** BEGIN EXTRACTED ENTRIES **

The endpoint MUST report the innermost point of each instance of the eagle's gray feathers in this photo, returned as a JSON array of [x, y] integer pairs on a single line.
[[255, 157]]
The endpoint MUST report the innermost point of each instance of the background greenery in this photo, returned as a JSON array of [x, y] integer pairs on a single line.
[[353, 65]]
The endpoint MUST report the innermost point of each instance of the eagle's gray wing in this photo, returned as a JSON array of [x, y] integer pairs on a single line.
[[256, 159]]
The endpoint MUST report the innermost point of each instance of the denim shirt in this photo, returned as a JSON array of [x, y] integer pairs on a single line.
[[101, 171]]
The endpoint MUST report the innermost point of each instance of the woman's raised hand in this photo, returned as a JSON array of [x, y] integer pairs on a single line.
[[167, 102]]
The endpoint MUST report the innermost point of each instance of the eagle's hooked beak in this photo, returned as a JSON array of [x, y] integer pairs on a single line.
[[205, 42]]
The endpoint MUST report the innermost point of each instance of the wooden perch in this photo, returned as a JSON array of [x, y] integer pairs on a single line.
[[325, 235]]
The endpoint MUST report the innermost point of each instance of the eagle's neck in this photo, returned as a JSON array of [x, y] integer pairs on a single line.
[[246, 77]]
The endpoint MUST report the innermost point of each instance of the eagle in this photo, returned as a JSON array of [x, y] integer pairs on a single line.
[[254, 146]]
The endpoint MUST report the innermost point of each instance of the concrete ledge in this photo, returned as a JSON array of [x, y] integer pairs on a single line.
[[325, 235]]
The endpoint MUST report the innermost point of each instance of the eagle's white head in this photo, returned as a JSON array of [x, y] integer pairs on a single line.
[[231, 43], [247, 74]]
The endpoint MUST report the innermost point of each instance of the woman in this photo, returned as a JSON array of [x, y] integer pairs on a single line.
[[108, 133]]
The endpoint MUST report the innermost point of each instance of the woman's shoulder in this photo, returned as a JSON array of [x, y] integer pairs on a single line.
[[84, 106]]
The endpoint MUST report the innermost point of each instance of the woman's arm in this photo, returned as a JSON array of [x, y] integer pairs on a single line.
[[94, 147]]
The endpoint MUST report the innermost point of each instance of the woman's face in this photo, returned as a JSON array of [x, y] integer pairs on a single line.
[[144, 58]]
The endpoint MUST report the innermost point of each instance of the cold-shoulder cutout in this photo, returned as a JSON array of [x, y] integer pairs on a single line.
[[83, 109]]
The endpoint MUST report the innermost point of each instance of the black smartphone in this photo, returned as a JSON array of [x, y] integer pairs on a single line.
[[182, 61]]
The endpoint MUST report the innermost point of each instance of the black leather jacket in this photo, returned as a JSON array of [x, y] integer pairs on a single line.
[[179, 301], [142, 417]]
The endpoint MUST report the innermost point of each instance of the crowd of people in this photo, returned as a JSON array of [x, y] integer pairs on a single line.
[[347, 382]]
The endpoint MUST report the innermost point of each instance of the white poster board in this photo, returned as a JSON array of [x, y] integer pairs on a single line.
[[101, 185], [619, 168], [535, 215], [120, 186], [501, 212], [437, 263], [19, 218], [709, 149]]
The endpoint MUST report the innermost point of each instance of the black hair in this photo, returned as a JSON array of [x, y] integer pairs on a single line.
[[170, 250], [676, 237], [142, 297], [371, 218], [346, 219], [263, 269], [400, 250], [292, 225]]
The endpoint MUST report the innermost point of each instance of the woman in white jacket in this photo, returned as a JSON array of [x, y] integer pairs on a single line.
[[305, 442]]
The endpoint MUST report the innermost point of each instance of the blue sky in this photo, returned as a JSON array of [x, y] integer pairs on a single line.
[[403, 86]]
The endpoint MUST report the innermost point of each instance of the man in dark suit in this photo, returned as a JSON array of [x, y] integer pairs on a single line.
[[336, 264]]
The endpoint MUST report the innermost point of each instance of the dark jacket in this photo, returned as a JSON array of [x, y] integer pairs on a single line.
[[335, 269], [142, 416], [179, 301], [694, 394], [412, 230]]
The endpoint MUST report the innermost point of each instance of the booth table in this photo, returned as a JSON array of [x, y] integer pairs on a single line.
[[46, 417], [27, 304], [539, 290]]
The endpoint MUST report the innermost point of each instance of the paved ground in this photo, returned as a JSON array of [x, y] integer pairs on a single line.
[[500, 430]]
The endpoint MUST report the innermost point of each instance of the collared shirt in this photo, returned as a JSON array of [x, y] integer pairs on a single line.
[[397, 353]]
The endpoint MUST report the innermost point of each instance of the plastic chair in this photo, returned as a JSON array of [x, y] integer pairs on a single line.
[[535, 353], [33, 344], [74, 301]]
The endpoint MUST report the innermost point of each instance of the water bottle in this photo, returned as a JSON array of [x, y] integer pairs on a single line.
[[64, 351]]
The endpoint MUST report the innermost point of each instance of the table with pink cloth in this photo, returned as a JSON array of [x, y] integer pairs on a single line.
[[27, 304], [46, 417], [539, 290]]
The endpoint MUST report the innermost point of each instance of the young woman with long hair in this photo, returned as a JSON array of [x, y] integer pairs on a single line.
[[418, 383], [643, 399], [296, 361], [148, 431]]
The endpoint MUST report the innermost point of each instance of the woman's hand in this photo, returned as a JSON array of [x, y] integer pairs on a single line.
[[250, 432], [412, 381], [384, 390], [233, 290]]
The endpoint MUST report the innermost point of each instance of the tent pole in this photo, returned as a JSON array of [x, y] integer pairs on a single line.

** END EXTRACTED ENTRIES **

§ DESCRIPTION OF THE TASK:
Take the listing above and write it out again exactly.

§ ANSWER TO THIS PROBLEM:
The endpoint MUST report the innermost point of each instance of the eagle's gray feathers in this photo, returned as a JSON array of [x, y] integer pairs on a single line.
[[255, 157]]
The endpoint MUST report the innermost point of each instance of the background greenery in this photo, returned as a JSON array of [x, y] integer pairs on a single line.
[[353, 65]]
The endpoint MUST report the innermost point of each instance of the eagle's gray wing in this photo, returned as a JSON array of [x, y] integer pairs on a single line.
[[256, 159]]
The endpoint MUST report the innermost point of each instance of the denim shirt in this photo, returned as a JSON array of [x, y] integer pairs on a single line.
[[101, 171]]
The endpoint MUST report the innermost point of each instance of the woman's raised hand in this photo, returned as a JSON array of [x, y] integer pairs on a single line.
[[167, 102]]
The endpoint MUST report the innermost point of each instance of the eagle's hooked beak in this photo, returned as a JSON array of [x, y] integer pairs on a single line.
[[205, 42]]
The endpoint MUST report the innermost point of each instance of the wooden perch in this photo, returned as a JSON array of [x, y] integer pairs on a single line.
[[325, 235]]
The endpoint MUST report the innermost point of each instance of the eagle's neck in this photo, returned as a JSON array of [x, y] integer pairs on a single line.
[[246, 77]]
The endpoint MUST report the innermost point of each instance of the eagle in this photo, returned as a JSON array of [x, y] integer pairs on a single line.
[[254, 146]]
The endpoint MUST report the innermost point of each instance of the concrete ledge in this photo, returned as a JSON array of [x, y] integer pairs on a single line.
[[325, 235]]
The endpoint MUST report the innermost point of each instance of the eagle's white head in this photo, returned as a JSON array of [x, y] integer pairs on a single line.
[[231, 43], [247, 74]]
The endpoint MUST report the innermost point of each instance of the woman in this photo, returned as a JSON array of [x, y] integer pairs on a single line.
[[108, 133]]
The endpoint MUST report the innermost point of each instance of the woman's shoulder in this photo, returned as a JSON array of [x, y] integer pairs on a single line.
[[84, 106]]
The endpoint MUST report the innermost point of each instance of the woman's arm in this photo, returned as a JSON array of [x, y] integer pairs on a single line.
[[94, 147]]
The endpoint MUST report the innermost point of each instance of the woman's face in this photo, returned as a JSON array of [x, y] integer pairs on a single line.
[[144, 58]]
The endpoint MUST report the innermost point of each instance of the cold-shoulder cutout in this photo, returned as a JSON array of [x, y] integer pairs on a single line.
[[83, 109]]
The endpoint MUST report the innermost point of each instance of the black smartphone in this photo, returned as a JSON array of [x, y] integer pairs on a single line.
[[182, 61]]
The endpoint MUST report the innermost point of each instance of the black leather jacket in this photo, returned as a JSON array of [x, y] integer pairs on a single line.
[[179, 301], [142, 417]]
The endpoint MUST report the innermost point of each instance of the crowd of people in this photo, returned as a JSON array of [x, y] integer pairs on a single line.
[[347, 382]]
The endpoint MUST report the innermost point of each instance of the white poster board in this photo, returned as a JSON array of [x, y] integer pairs on a single line.
[[101, 185], [619, 168], [535, 215], [120, 186], [501, 212], [437, 263], [19, 218], [709, 149]]
The endpoint MUST report the innermost point of each instance of the black hair in this photo, returned as a JSON array of [x, y] integer pairs on a single line.
[[170, 250], [676, 237], [142, 297], [371, 218], [346, 219], [263, 269], [400, 250], [292, 225]]
The endpoint MUST report the innermost point of each instance of the woman in white jacket in this photo, returned as a JSON array of [x, y] integer pairs on a single line.
[[305, 442]]
The endpoint MUST report the innermost point of each instance of the blue sky in this photo, returned as a JSON array of [x, y] integer pairs on a single line.
[[403, 86]]
The endpoint MUST report the innermost point of each instance of the man in dark suit in this photo, returned as a JSON array of [x, y] integer pairs on a single line.
[[336, 264]]
The endpoint MUST report the innermost point of each instance of the dark jacket in this photo, returned as a JSON array of [x, y] integer pairs on a single line.
[[335, 269], [142, 416], [179, 301], [694, 394], [412, 230]]
The endpoint MUST report the innermost point of each instance of the booth table in this photo, returned as a JSON array of [x, y] integer pairs on a single line.
[[46, 417], [27, 304], [539, 290]]
The endpoint MUST report the innermost point of each instance of the paved ground in this photo, returned as a JSON array of [x, y] integer pairs on a single line.
[[500, 430]]
The endpoint MUST report the innermost point of each instance of the collared shirt in this photo, returned as a JSON array of [x, y] integer pairs on a single line.
[[397, 353]]
The endpoint MUST report the innermost point of each instance of the plastic chair in this photo, returned as a JSON array of [x, y] integer pairs on a single line.
[[535, 353], [33, 344], [74, 301]]
The endpoint MUST report the innermost point of each instance of the water bottle in this photo, returned as a JSON array of [x, y] integer pairs on a single line.
[[64, 351]]
The endpoint MUST report the innermost point of each instance of the table with pink cloth in this photo, returned as a JSON array of [x, y] integer pairs on a single line.
[[27, 304], [46, 417], [539, 290]]
The endpoint MUST report the innermost point of each instance of the young woman with long hair in this photo, returned as a JSON array of [x, y] integer pairs on a single line.
[[418, 383], [643, 399], [296, 361], [148, 431]]
The endpoint MUST report the innermost point of each instance of the woman's hand in this photo, returned as a JSON array of [x, y] integer pairs on a single line.
[[250, 432], [412, 381], [384, 390], [233, 290]]
The endpoint MUST report the innermost point of each instance of the tent pole in this photo, returned as a JSON array of [x, y] integer pairs on a single line.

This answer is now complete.